_YOUR OBJECTIVE:_
If a line of the records holds the word "bench", copy it out.

**** SUPPLIED DATA

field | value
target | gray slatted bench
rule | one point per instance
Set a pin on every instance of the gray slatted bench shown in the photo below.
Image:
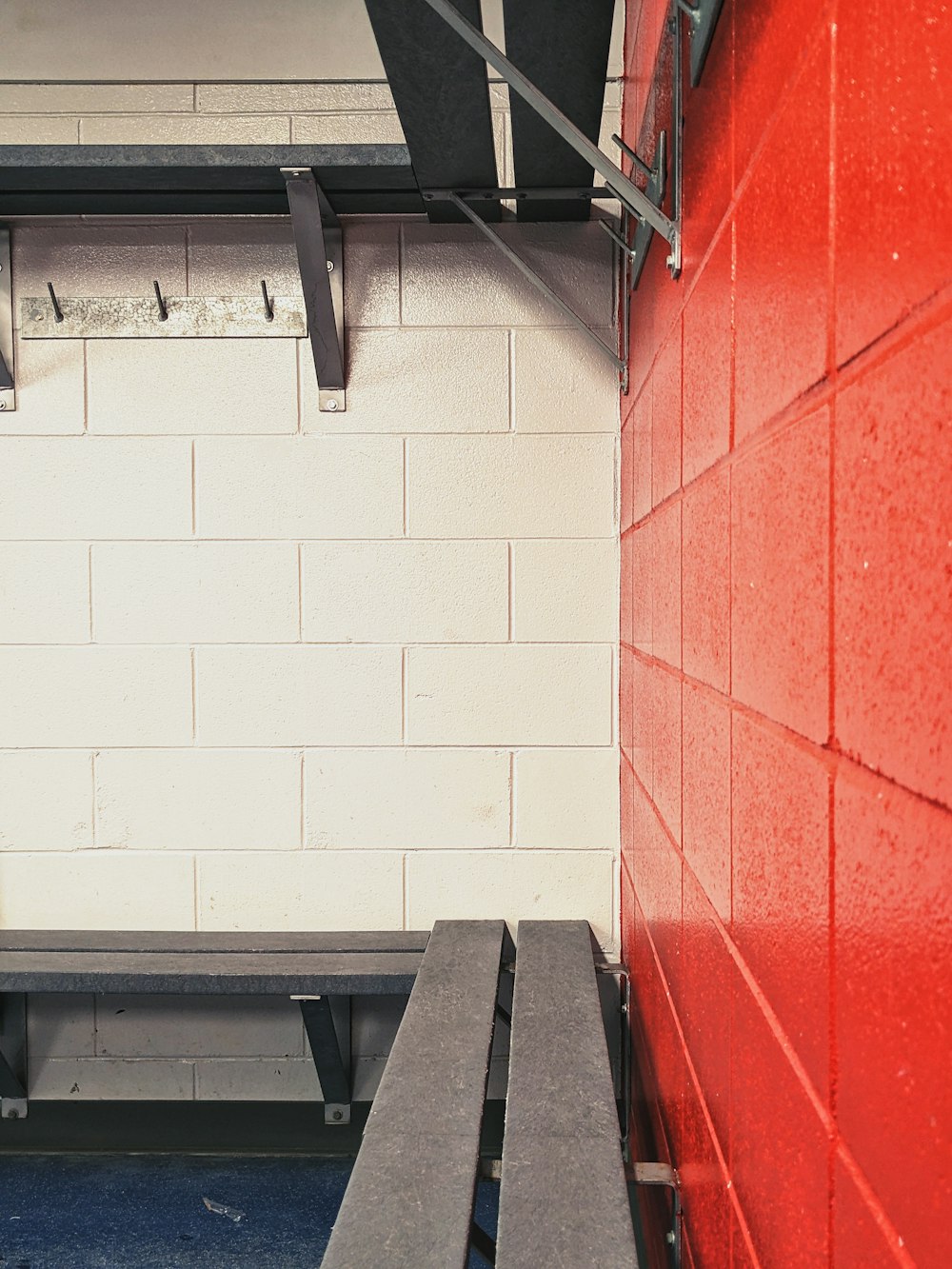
(322, 971)
(564, 1197)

********

_ANSWER TO THIS PROBLEM:_
target | gray slatted bench
Set a pin on every instance of the gray slatted bench shown in the photo below.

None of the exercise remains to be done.